INSTRUCTIONS:
**1.** Reproduce the passage of the television series text starting at "Sarojini - Ek" and ending at "over-bearing, chauvinistic father-in-law.", changing every "Sarojini" to "Sarika".
**2.** Turn the paragraph of the television series text that opens with "Sarojini - Ek Nayi Pehal" into a short bulleted list of its main facts.

===== TEXT PASSAGE =====

Sarojini - Ek Nayi Pehal (International Title: Sarojini) is an Indian television drama series, which premiered on 20 July 2015. The show was produced by Rashmi Sharma Telefilms. Starring Shiny Doshi, Mohit Sehgal and Pankaj Tripathi in lead roles. Later Aamir Ali replaced Mohit Sehgal as his character was dead in the last few episodes . It aired Monday through Saturday on Zee TV. The show ended happily on 30 April 2016 with Sarojini and Rishabh's marriage with a family picture taken.

Plot
The show followed the journey of Sarojini, a strong-minded, well-educated girl who gets married into a family with a regressive patriarchal set up - a household governed, dominated and practically ruled by her over-bearing, chauvinistic father-in-law.

Cast

Main cast
 Shiny Doshi as Sarojini Somendra Singh 
 Mohit Sehgal as Somendra Dushyant Singh / Munna Singh
 Aamir Ali as Rishabh (2nd Male Lead)
 Pankaj Tripathi as Dushyant Singh (Antagonist)

===== DATA SEGMENT =====

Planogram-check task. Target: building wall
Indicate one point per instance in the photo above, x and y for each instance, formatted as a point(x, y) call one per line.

=====

PER-TASK OUTPUTS:
**1.**
Sarika - Ek Nayi Pehal (International Title: Sarika) is an Indian television drama series, which premiered on 20 July 2015. The show was produced by Rashmi Sharma Telefilms. Starring Shiny Doshi, Mohit Sehgal and Pankaj Tripathi in lead roles. Later Aamir Ali replaced Mohit Sehgal as his character was dead in the last few episodes . It aired Monday through Saturday on Zee TV. The show ended happily on 30 April 2016 with Sarika and Rishabh's marriage with a family picture taken.

Plot
The show followed the journey of Sarika, a strong-minded, well-educated girl who gets married into a family with a regressive patriarchal set up - a household governed, dominated and practically ruled by her over-bearing, chauvinistic father-in-law.

**2.**
- Title: Sarojini - Ek Nayi Pehal (international title: Sarojini), an Indian television drama series
- Premiere: 20 July 2015
- Producer: Rashmi Sharma Telefilms
- Lead cast: Shiny Doshi, Mohit Sehgal and Pankaj Tripathi; Aamir Ali later replaced Mohit Sehgal
- Broadcast: Monday through Saturday on Zee TV
- Finale: 30 April 2016, ending happily with Sarojini and Rishabh's marriage and a family picture